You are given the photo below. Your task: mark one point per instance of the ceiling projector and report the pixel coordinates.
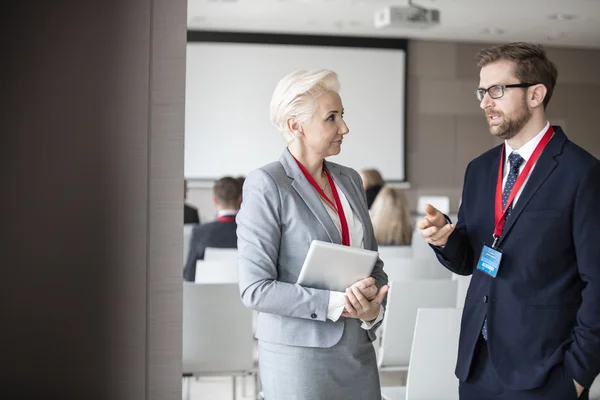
(410, 16)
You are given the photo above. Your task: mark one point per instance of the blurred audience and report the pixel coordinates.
(190, 214)
(391, 218)
(221, 233)
(372, 183)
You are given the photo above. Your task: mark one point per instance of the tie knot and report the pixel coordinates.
(515, 160)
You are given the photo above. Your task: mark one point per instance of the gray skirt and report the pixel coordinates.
(346, 371)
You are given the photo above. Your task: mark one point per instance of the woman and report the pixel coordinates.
(391, 218)
(313, 344)
(372, 183)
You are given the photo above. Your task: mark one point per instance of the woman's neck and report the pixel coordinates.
(312, 162)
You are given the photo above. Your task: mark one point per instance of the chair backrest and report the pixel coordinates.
(187, 237)
(433, 355)
(227, 255)
(386, 252)
(463, 286)
(442, 203)
(403, 269)
(217, 330)
(404, 299)
(216, 272)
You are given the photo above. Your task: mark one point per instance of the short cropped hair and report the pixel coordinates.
(295, 94)
(391, 218)
(531, 64)
(228, 191)
(371, 177)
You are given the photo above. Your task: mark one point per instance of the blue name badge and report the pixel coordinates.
(489, 262)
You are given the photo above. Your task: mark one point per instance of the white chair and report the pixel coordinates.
(442, 203)
(404, 299)
(403, 269)
(225, 255)
(217, 341)
(463, 286)
(216, 272)
(187, 237)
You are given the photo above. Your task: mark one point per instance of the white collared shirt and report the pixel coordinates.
(526, 152)
(227, 213)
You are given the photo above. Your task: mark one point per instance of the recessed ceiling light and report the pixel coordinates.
(492, 31)
(556, 36)
(563, 17)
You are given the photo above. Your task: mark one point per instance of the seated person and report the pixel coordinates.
(372, 183)
(227, 196)
(190, 214)
(391, 218)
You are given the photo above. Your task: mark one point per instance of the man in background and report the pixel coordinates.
(221, 233)
(190, 214)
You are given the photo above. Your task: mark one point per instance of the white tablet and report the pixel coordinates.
(335, 267)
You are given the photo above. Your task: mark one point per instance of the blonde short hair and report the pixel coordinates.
(371, 177)
(391, 218)
(295, 94)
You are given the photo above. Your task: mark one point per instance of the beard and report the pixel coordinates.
(511, 125)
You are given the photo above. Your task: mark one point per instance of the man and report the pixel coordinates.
(227, 197)
(527, 231)
(190, 214)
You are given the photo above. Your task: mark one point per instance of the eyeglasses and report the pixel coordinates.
(497, 91)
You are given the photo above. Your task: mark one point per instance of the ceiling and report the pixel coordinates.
(560, 23)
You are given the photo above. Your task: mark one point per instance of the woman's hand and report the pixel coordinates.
(367, 287)
(357, 306)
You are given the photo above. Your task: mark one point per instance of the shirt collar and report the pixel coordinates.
(528, 148)
(226, 213)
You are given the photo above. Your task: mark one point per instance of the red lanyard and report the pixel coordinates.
(338, 204)
(501, 214)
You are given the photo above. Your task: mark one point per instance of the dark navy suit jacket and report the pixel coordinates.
(543, 308)
(212, 234)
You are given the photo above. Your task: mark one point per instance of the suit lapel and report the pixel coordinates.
(493, 181)
(352, 193)
(309, 196)
(542, 170)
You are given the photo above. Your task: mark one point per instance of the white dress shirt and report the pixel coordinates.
(526, 152)
(227, 213)
(336, 299)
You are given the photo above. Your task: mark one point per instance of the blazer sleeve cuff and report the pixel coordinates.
(573, 368)
(335, 306)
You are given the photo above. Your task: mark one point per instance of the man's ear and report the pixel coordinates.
(536, 95)
(294, 127)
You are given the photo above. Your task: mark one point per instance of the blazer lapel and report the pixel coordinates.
(353, 194)
(493, 182)
(309, 196)
(542, 170)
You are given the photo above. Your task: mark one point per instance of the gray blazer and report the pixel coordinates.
(281, 215)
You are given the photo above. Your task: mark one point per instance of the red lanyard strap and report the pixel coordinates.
(338, 204)
(500, 214)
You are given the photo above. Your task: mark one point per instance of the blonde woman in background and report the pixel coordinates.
(313, 344)
(372, 183)
(391, 218)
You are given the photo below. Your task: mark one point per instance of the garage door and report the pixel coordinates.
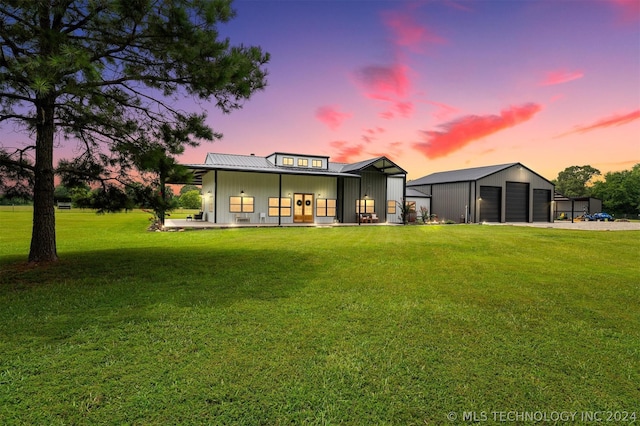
(541, 205)
(517, 202)
(490, 203)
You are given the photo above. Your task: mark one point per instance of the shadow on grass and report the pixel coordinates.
(138, 282)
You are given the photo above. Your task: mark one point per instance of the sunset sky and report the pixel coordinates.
(442, 84)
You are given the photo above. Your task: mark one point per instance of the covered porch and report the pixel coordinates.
(175, 224)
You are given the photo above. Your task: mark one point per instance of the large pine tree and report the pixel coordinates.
(103, 74)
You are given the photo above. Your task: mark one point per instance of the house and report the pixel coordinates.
(500, 193)
(287, 188)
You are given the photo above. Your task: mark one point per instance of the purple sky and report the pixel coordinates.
(441, 85)
(437, 85)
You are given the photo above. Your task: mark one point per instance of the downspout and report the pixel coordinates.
(572, 201)
(476, 210)
(359, 198)
(215, 196)
(279, 199)
(467, 212)
(404, 194)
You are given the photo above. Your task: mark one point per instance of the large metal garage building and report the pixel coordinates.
(501, 193)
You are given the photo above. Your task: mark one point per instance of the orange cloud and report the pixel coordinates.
(444, 111)
(384, 82)
(407, 32)
(560, 76)
(330, 116)
(346, 153)
(458, 133)
(615, 120)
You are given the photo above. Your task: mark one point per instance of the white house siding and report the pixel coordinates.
(260, 186)
(208, 191)
(319, 186)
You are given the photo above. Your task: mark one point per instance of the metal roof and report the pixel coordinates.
(462, 175)
(414, 193)
(383, 164)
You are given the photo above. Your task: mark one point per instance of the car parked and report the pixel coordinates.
(605, 217)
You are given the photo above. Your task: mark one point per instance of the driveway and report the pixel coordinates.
(585, 226)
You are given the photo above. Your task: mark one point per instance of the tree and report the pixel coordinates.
(620, 192)
(572, 181)
(103, 74)
(191, 199)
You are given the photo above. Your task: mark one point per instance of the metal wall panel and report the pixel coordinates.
(520, 174)
(541, 205)
(450, 200)
(260, 186)
(517, 202)
(395, 193)
(490, 204)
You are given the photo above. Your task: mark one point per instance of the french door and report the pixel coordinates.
(303, 208)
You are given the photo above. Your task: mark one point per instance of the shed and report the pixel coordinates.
(501, 193)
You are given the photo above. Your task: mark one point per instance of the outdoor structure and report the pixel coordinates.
(286, 188)
(416, 201)
(576, 206)
(501, 193)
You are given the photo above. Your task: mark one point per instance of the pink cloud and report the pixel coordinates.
(615, 120)
(560, 76)
(407, 32)
(346, 153)
(629, 10)
(444, 111)
(370, 134)
(387, 115)
(330, 116)
(384, 82)
(458, 133)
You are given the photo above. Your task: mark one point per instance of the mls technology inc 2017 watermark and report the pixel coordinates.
(543, 416)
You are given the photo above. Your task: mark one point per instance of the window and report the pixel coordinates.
(366, 206)
(285, 206)
(325, 207)
(241, 204)
(391, 207)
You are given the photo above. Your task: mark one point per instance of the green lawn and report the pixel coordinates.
(355, 325)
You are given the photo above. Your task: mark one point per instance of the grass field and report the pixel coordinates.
(353, 325)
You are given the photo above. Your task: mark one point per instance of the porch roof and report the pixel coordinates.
(253, 163)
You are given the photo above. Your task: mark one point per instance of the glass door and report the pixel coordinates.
(303, 208)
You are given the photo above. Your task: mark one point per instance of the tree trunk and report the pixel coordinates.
(43, 236)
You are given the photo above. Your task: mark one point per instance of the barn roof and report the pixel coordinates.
(462, 175)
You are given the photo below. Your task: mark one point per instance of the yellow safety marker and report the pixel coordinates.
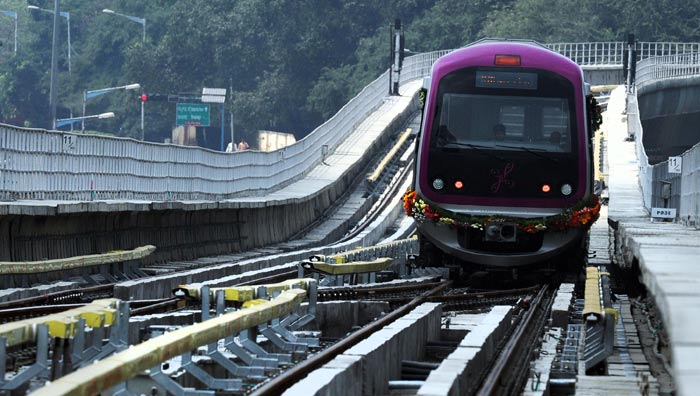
(64, 264)
(387, 158)
(354, 267)
(62, 325)
(592, 304)
(124, 365)
(241, 293)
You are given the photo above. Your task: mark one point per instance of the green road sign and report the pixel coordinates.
(193, 114)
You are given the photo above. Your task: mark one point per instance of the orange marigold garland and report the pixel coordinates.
(583, 214)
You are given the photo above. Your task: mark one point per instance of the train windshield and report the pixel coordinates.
(534, 117)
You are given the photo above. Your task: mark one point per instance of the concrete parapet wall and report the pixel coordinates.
(33, 231)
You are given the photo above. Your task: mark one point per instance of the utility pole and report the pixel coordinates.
(54, 61)
(230, 106)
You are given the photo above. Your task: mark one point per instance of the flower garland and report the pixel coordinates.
(581, 215)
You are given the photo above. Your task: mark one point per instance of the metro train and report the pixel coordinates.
(504, 171)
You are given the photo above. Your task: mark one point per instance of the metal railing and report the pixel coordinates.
(612, 53)
(661, 189)
(41, 165)
(667, 67)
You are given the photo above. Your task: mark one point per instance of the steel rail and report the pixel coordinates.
(63, 264)
(126, 364)
(508, 370)
(73, 296)
(283, 381)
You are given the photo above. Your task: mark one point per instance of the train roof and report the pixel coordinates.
(532, 55)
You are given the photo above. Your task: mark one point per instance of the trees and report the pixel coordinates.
(292, 63)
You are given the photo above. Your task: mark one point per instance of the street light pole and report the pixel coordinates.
(12, 14)
(52, 89)
(65, 15)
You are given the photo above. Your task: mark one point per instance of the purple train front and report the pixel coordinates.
(504, 170)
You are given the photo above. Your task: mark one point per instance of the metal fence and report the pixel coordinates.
(667, 67)
(612, 53)
(660, 188)
(40, 164)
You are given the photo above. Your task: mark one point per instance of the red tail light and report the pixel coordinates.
(507, 60)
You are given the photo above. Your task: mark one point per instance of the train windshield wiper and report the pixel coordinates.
(533, 152)
(479, 149)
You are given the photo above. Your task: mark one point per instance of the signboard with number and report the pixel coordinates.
(675, 164)
(69, 143)
(663, 213)
(193, 114)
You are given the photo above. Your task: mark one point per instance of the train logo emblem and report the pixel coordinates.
(502, 178)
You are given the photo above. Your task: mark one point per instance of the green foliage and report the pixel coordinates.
(291, 63)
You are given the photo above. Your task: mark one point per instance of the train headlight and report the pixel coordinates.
(566, 189)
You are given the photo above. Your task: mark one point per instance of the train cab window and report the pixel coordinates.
(530, 122)
(539, 117)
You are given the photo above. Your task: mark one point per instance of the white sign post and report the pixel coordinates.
(663, 213)
(675, 164)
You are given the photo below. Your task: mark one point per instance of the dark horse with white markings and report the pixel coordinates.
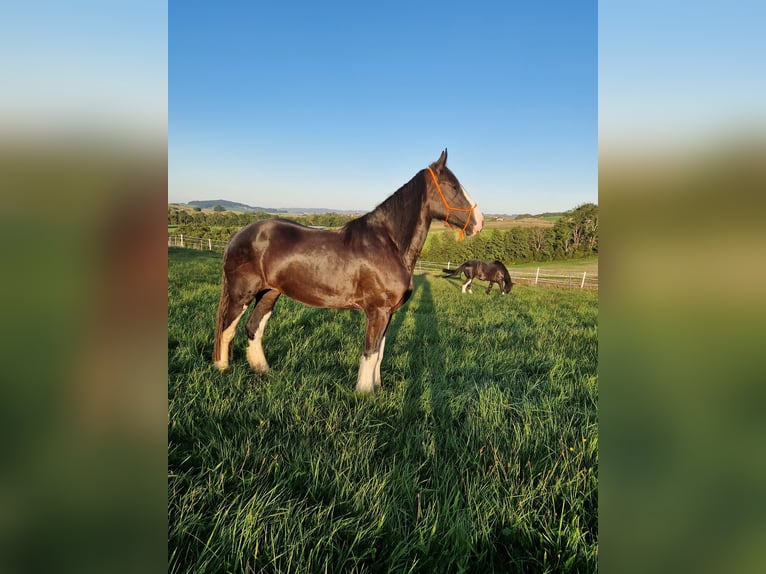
(494, 272)
(366, 265)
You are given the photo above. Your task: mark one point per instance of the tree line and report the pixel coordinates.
(574, 235)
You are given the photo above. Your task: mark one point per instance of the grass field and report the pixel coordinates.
(481, 454)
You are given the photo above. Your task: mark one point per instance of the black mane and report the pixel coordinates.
(398, 215)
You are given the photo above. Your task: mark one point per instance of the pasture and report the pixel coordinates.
(481, 454)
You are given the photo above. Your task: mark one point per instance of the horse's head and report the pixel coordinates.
(449, 201)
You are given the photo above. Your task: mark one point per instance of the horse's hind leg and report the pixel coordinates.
(265, 301)
(235, 297)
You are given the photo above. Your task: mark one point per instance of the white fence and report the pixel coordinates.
(528, 276)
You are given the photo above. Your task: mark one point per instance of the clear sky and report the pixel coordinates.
(337, 104)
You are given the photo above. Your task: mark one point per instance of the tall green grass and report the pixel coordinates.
(479, 456)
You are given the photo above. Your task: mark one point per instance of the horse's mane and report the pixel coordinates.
(399, 215)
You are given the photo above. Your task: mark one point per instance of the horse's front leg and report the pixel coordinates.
(368, 380)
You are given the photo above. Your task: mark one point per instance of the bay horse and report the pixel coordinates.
(494, 272)
(366, 265)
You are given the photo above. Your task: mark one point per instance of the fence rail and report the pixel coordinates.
(539, 277)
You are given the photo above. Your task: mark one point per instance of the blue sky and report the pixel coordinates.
(334, 104)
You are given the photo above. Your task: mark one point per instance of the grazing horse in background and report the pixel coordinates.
(494, 272)
(366, 265)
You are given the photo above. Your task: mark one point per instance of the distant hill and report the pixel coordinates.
(237, 206)
(230, 205)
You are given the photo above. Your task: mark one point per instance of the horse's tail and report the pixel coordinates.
(455, 271)
(223, 309)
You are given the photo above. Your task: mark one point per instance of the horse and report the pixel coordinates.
(366, 265)
(494, 272)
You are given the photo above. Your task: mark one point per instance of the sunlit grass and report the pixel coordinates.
(481, 454)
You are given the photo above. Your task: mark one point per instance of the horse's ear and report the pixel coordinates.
(442, 161)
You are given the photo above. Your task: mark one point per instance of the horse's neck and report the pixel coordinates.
(406, 217)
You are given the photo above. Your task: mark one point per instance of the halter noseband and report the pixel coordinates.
(449, 208)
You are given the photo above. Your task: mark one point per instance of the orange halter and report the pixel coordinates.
(449, 208)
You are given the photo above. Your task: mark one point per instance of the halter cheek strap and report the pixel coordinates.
(449, 208)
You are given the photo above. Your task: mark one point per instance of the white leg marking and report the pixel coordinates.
(376, 381)
(255, 355)
(366, 381)
(226, 337)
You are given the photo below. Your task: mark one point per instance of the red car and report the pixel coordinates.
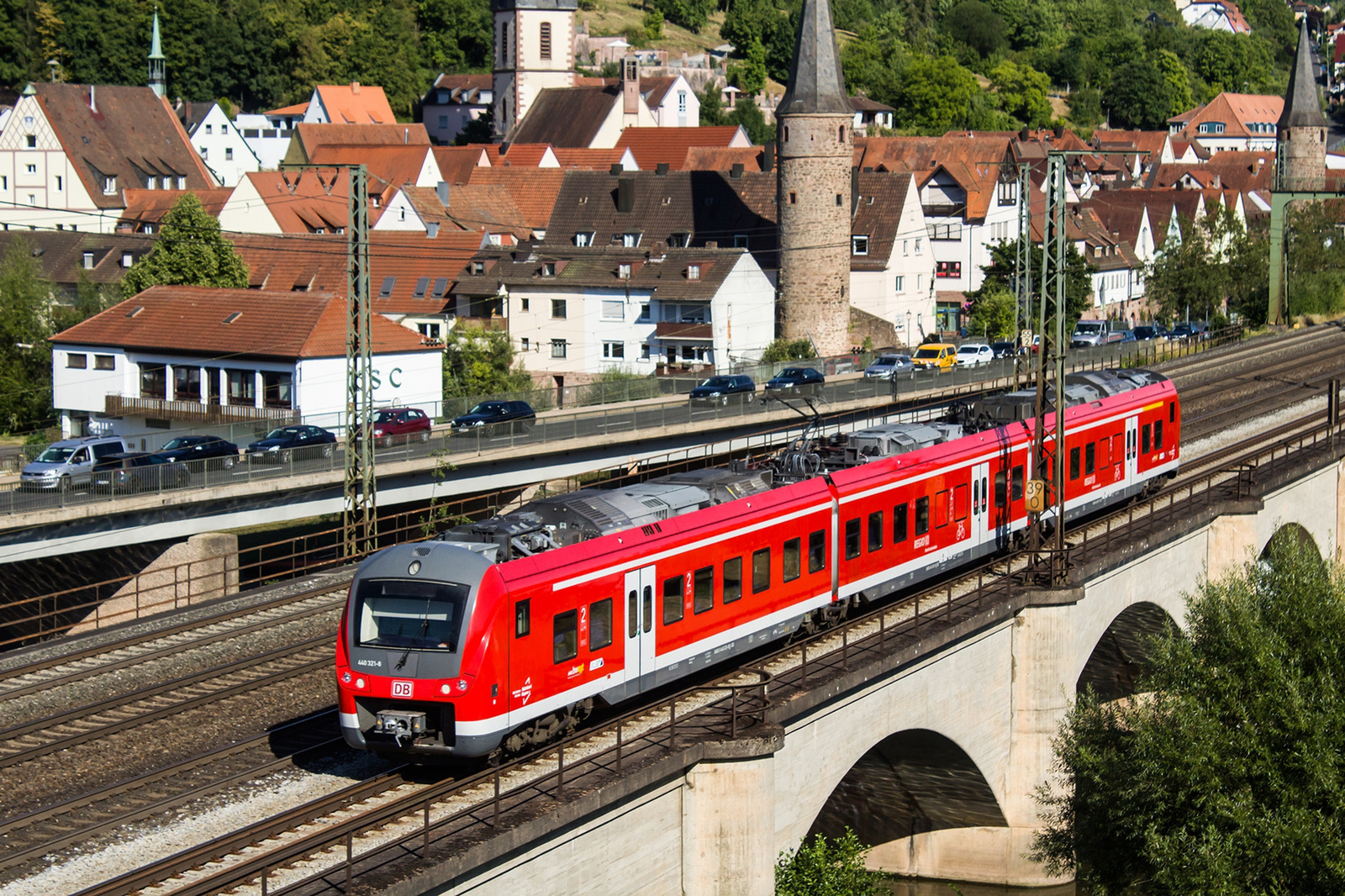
(400, 425)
.....
> [EXERCISE]: Everything from the line that contains "horse's neck and report the pixel coordinates." to the final line of the data is to be duplicated exactly, both ends included, except the pictures.

> [WRITTEN REPLY]:
You are given the photo above. Your task: mark one point per instance of the horse's neck and report the pixel coordinates.
(406, 217)
You are given the photo above. Your task: mark one point per instance of the halter noseband and report the pixel coordinates.
(449, 208)
You are given the photo above. Your task: mark one point per instance of the orange halter and report the pixel coordinates.
(449, 208)
You are given the photo above. Your task: mark one point per instance of the halter cheek strap and report the pixel coordinates.
(449, 208)
You are given the photo above. Your task: mark one point per instance of the white leg marking and report the pixel coordinates.
(376, 381)
(255, 355)
(366, 381)
(226, 337)
You are given the photo below. Your task: mark one point per instance of the red car and report the pixel coordinates.
(400, 425)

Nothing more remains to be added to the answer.